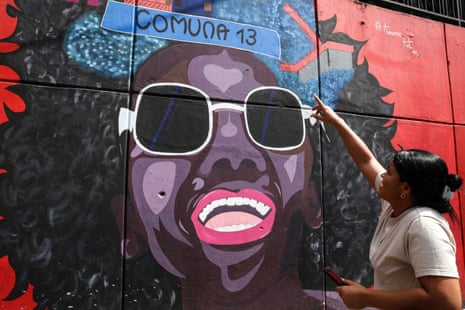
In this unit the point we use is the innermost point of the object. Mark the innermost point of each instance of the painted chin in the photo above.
(222, 217)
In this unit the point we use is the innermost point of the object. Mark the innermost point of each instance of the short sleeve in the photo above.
(431, 248)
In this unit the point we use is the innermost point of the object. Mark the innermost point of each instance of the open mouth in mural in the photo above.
(227, 218)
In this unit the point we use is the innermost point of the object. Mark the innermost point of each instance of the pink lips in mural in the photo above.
(227, 218)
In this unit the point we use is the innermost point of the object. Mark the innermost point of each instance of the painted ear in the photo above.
(312, 212)
(133, 238)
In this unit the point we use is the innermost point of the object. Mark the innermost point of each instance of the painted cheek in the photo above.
(157, 185)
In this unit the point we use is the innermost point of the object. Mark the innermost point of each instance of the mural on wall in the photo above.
(161, 155)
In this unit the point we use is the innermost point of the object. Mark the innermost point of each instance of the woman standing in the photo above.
(413, 249)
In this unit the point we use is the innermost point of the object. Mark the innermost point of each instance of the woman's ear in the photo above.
(132, 232)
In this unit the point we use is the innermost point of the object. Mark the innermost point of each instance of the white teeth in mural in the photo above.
(259, 207)
(233, 228)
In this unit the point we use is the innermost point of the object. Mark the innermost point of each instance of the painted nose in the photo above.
(230, 142)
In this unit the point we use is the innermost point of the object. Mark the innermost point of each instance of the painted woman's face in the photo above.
(219, 169)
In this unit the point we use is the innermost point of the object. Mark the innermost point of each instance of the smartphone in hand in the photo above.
(334, 276)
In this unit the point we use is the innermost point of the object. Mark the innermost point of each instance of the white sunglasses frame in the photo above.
(127, 118)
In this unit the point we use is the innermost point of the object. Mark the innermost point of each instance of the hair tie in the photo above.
(447, 194)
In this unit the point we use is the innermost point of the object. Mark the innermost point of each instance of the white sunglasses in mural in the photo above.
(177, 119)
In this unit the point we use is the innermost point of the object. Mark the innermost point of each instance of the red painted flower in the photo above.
(8, 99)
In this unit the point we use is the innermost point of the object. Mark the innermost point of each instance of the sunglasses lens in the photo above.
(172, 119)
(274, 118)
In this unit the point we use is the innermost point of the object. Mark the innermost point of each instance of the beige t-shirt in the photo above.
(417, 243)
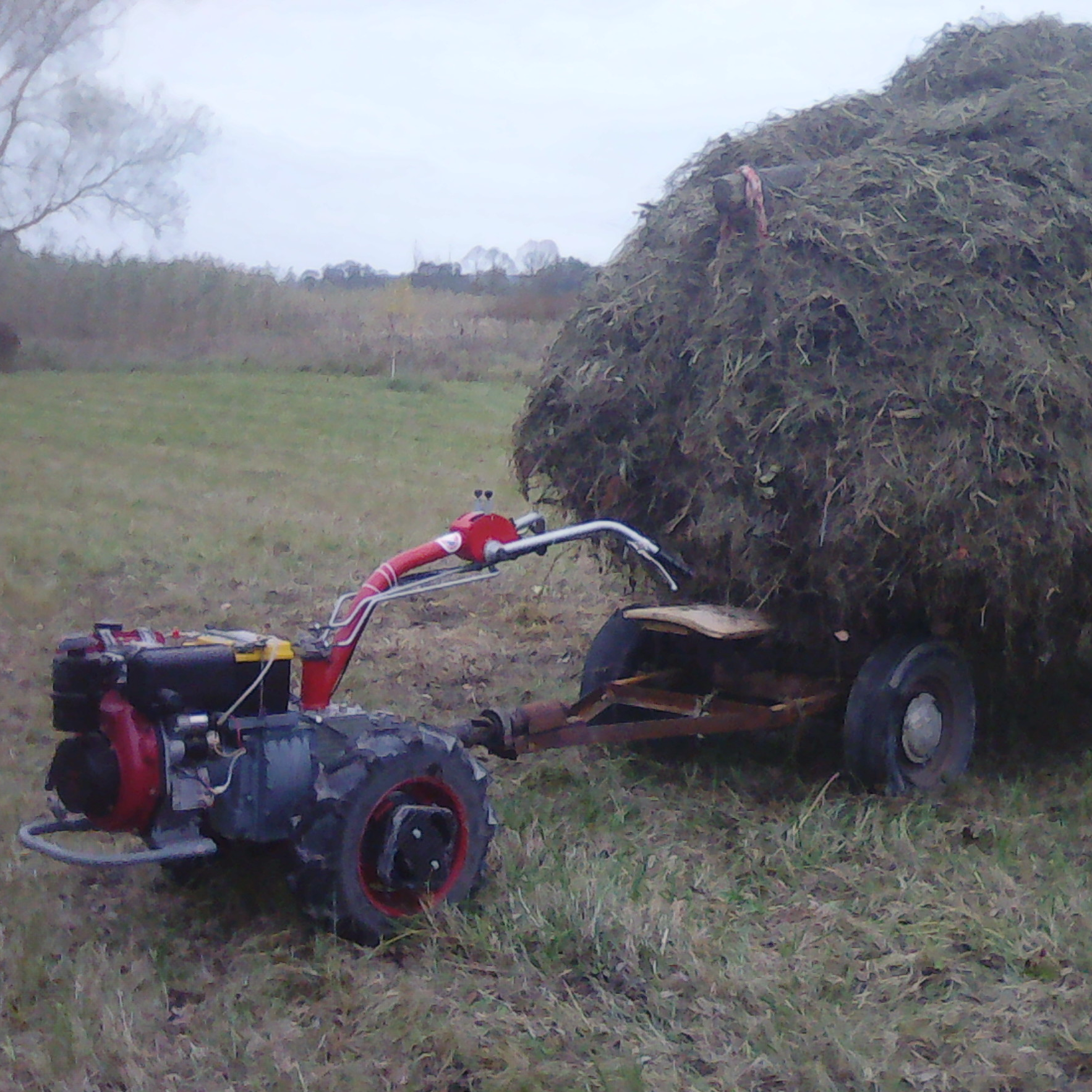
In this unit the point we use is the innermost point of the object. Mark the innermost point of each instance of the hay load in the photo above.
(845, 366)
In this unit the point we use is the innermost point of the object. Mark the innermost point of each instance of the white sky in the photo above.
(383, 130)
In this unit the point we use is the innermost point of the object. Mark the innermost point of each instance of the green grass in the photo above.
(719, 922)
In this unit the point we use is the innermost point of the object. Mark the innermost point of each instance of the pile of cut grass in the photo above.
(878, 417)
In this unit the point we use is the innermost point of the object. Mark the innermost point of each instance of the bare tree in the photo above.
(68, 142)
(537, 255)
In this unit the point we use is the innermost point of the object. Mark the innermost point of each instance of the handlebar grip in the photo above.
(674, 561)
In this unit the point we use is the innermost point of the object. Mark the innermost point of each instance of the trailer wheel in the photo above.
(910, 719)
(620, 649)
(401, 825)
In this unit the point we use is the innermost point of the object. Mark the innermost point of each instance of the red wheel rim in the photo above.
(424, 791)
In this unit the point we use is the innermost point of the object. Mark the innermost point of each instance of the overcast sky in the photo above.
(386, 131)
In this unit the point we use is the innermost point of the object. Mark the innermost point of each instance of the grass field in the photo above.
(732, 919)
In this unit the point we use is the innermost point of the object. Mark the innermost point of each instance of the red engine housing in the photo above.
(139, 753)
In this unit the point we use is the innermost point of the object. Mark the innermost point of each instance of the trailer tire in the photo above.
(402, 824)
(910, 719)
(620, 649)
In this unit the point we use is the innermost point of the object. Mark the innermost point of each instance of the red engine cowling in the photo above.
(111, 767)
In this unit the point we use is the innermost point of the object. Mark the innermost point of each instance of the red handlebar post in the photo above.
(466, 539)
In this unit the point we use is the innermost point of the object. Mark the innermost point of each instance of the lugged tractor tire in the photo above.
(401, 824)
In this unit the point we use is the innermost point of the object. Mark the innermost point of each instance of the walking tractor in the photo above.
(195, 741)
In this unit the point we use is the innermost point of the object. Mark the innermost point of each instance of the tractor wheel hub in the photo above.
(923, 725)
(417, 849)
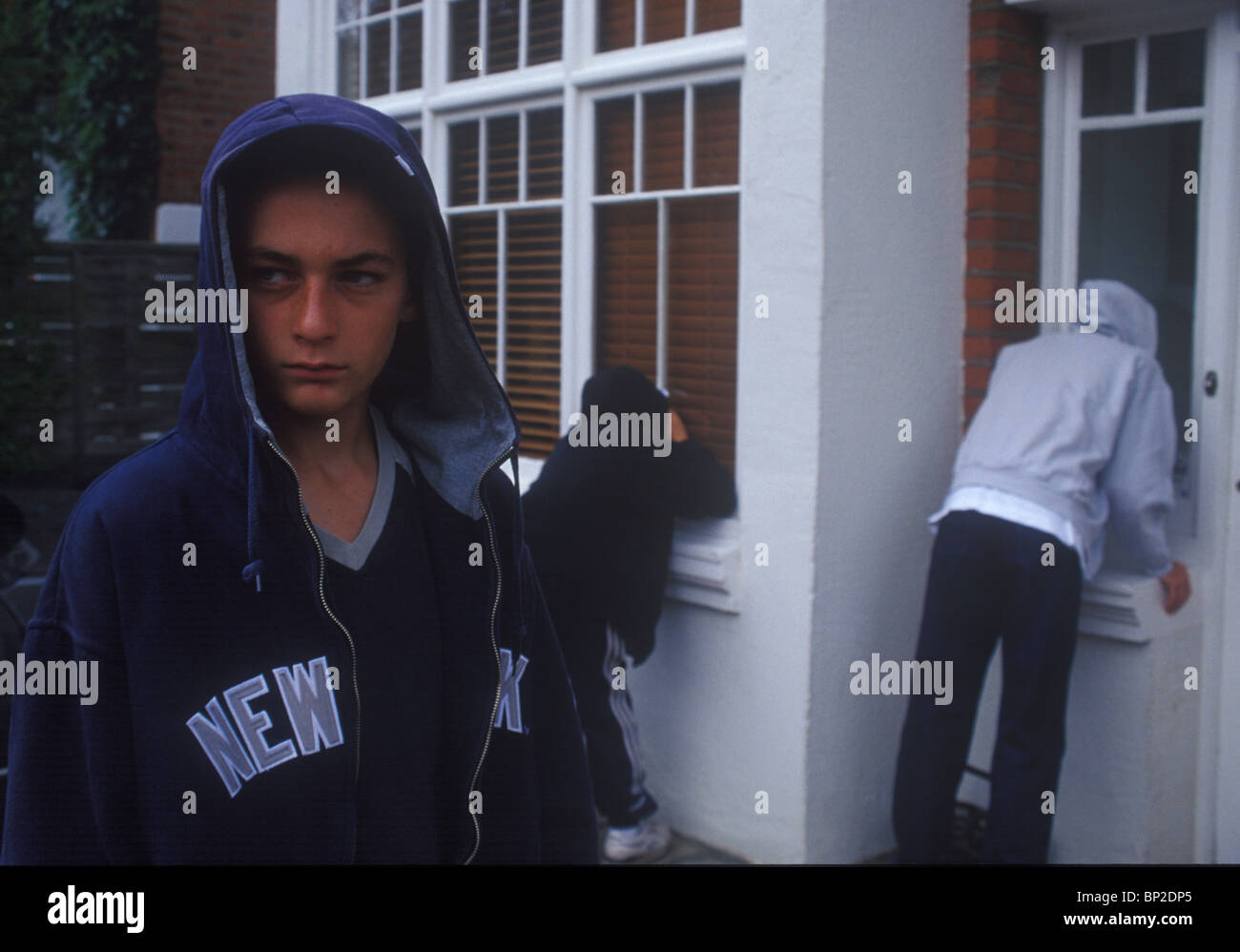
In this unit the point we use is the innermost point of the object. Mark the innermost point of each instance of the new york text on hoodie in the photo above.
(240, 644)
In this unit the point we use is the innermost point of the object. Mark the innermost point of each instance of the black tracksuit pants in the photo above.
(593, 652)
(987, 582)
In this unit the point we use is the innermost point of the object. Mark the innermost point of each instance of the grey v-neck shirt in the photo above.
(354, 554)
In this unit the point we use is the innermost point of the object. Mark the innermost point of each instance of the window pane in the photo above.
(545, 31)
(1137, 226)
(463, 157)
(665, 20)
(664, 141)
(408, 53)
(474, 249)
(464, 26)
(625, 285)
(702, 267)
(501, 35)
(379, 58)
(347, 53)
(532, 313)
(715, 15)
(717, 134)
(545, 133)
(618, 24)
(1177, 70)
(614, 145)
(501, 158)
(1110, 73)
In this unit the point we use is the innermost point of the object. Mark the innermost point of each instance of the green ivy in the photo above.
(78, 82)
(103, 127)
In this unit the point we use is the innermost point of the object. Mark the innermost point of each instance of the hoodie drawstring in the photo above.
(255, 567)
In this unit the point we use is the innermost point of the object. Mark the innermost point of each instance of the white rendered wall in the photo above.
(897, 100)
(723, 703)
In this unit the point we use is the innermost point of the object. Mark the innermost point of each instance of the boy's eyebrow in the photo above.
(367, 257)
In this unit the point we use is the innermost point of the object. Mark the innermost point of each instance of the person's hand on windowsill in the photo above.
(1176, 587)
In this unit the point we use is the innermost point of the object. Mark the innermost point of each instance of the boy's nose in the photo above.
(317, 314)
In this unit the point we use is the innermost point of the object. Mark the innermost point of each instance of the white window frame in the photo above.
(501, 210)
(1211, 554)
(1061, 199)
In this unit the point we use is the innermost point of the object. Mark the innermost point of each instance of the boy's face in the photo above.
(327, 288)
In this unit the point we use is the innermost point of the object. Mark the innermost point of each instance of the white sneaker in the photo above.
(645, 841)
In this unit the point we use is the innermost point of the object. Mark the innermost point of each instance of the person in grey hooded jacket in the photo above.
(1077, 437)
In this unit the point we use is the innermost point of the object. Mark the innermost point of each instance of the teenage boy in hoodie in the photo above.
(599, 520)
(318, 632)
(1077, 434)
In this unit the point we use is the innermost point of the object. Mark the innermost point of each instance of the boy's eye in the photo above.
(268, 276)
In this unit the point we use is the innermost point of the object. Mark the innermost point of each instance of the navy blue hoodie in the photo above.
(207, 671)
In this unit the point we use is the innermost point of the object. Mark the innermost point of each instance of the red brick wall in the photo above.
(1004, 178)
(236, 58)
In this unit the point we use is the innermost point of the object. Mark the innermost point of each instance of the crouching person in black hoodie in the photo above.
(309, 620)
(599, 522)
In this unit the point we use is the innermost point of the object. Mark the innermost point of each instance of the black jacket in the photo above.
(600, 518)
(248, 630)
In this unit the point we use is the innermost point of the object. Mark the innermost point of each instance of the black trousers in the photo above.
(987, 582)
(593, 653)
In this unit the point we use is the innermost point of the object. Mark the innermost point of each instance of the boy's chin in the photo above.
(318, 401)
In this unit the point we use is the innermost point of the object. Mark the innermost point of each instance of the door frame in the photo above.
(1213, 553)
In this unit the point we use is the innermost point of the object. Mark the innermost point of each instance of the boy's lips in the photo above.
(315, 371)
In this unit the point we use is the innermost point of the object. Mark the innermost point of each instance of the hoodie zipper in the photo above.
(495, 650)
(322, 599)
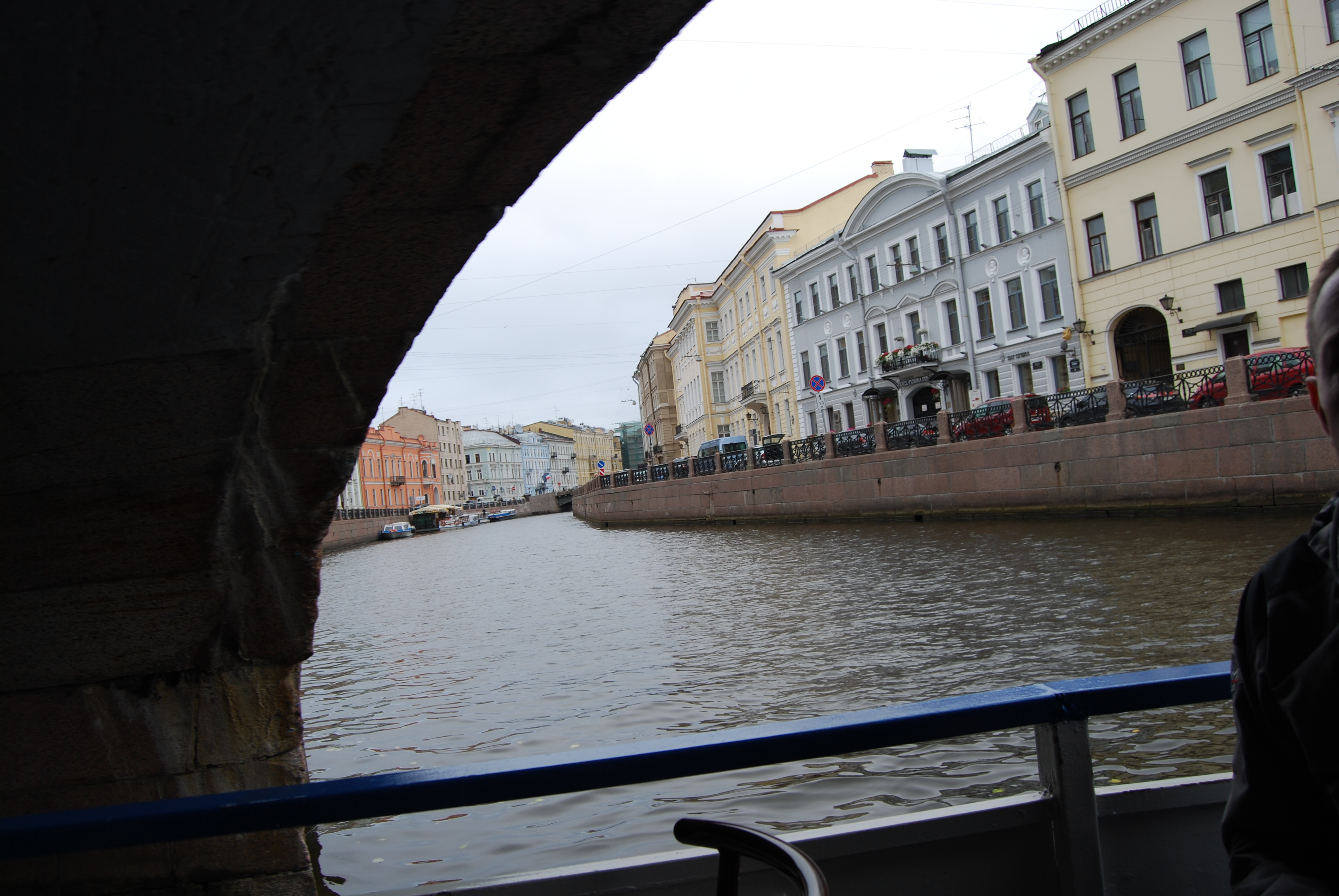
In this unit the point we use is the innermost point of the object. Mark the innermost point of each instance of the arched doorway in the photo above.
(926, 402)
(1143, 349)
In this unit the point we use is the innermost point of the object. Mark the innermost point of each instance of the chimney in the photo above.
(919, 160)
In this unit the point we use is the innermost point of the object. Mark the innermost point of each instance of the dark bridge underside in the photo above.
(225, 224)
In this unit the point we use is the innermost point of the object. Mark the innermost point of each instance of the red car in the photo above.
(1278, 373)
(997, 418)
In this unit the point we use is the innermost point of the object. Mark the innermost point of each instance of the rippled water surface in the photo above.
(547, 634)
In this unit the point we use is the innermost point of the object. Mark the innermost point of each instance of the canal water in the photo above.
(547, 634)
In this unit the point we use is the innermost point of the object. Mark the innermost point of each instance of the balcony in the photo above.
(903, 363)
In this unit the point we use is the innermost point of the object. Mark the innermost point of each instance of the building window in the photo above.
(993, 384)
(1081, 125)
(1147, 217)
(974, 232)
(985, 317)
(1035, 204)
(1024, 378)
(718, 388)
(1281, 184)
(955, 331)
(1017, 314)
(1098, 258)
(1232, 297)
(1218, 204)
(1002, 224)
(1294, 282)
(1060, 374)
(1258, 39)
(1050, 284)
(1199, 70)
(1132, 106)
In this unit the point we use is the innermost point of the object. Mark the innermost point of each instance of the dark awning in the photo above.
(1220, 323)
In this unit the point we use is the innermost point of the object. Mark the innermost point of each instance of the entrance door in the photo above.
(1236, 343)
(1143, 349)
(926, 402)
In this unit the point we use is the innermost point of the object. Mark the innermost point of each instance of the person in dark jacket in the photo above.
(1282, 824)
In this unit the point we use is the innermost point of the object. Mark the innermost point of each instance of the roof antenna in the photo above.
(969, 127)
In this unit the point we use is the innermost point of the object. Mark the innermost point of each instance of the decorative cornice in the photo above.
(1270, 136)
(1081, 45)
(1317, 75)
(1183, 137)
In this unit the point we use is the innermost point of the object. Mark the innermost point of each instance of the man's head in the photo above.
(1323, 338)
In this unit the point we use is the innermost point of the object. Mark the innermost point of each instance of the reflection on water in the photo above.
(547, 634)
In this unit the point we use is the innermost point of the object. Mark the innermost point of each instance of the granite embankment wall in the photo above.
(346, 533)
(1254, 455)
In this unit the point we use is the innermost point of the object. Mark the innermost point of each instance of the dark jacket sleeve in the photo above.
(1281, 825)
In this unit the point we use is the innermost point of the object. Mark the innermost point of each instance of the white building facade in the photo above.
(493, 465)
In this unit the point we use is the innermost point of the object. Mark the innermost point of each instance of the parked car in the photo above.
(997, 418)
(914, 433)
(1278, 373)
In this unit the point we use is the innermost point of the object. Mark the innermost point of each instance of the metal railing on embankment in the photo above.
(1058, 712)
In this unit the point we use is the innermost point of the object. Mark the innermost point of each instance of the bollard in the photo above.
(1115, 400)
(1019, 406)
(1239, 388)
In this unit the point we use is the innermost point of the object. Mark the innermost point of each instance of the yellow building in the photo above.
(1196, 148)
(594, 444)
(730, 355)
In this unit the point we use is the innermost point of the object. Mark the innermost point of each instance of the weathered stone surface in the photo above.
(1248, 455)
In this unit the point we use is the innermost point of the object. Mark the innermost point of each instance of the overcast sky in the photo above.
(756, 106)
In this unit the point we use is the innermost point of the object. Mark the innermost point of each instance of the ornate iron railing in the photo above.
(853, 442)
(904, 360)
(519, 778)
(1153, 395)
(911, 435)
(986, 422)
(769, 456)
(1076, 408)
(812, 449)
(1281, 374)
(734, 461)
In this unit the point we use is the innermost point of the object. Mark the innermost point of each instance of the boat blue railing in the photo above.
(655, 760)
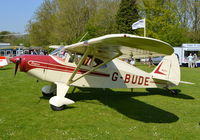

# # #

■ **Exercise**
Extract every line above that contains the string "handlebar" and copy each one in full.

■ **Expected output**
In this unit the point we use is the innermost point of the object. Mark the innermost point of each instance of the handlebar grip in the photo above.
In this unit the point we use is the innermost point of the object. Mark the innermost point of each instance of the red handlebar post in the photo above.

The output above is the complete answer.